Task goal
Rewrite everything from the line containing "of the metal" down to the end of the records, with the requests included. Reduce every point coordinate in the answers by 79.

--- START Dataset records ---

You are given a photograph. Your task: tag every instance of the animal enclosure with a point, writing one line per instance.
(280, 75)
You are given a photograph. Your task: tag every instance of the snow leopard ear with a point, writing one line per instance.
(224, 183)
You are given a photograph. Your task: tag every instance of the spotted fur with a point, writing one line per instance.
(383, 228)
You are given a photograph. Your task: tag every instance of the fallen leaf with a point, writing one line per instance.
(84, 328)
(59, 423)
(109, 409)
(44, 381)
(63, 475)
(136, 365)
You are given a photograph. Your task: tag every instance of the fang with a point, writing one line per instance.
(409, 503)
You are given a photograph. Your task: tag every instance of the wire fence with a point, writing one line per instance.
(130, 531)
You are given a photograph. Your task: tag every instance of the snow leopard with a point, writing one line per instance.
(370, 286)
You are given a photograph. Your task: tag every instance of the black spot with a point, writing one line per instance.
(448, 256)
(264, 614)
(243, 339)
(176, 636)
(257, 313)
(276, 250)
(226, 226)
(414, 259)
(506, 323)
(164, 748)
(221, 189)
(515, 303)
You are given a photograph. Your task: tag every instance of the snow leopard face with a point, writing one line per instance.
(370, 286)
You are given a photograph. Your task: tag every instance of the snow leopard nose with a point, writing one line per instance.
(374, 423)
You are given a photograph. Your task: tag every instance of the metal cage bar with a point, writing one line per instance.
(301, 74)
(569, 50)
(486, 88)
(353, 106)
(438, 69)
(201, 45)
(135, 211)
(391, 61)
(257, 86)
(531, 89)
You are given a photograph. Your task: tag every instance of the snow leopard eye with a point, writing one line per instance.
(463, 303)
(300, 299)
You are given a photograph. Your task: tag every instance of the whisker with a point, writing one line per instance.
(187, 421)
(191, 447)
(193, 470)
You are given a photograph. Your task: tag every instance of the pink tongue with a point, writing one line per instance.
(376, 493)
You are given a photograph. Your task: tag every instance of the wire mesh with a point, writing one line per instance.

--- END Dataset records ---

Written solution
You are given a photograph. Your task: tag every instance of the metal cage bar with a point, writing one line per instance.
(222, -5)
(490, -29)
(407, 9)
(274, 27)
(359, -10)
(122, -34)
(56, 132)
(312, -18)
(178, 7)
(452, 10)
You are given a photograph. Your task: tag every instance of the snow leopard eye with a point, writing one line per instance.
(384, 224)
(221, 220)
You are given a photograph. Your task: tag every instance of the whisker with a point, writing one line per instance.
(108, 342)
(112, 368)
(114, 391)
You are given a photograph. Your task: tag every instance of the pink tongue with a point, writing one line per instance.
(297, 414)
You are given a photograph. Your task: tag every instance of the wire mesh with a point, writing one line per instance.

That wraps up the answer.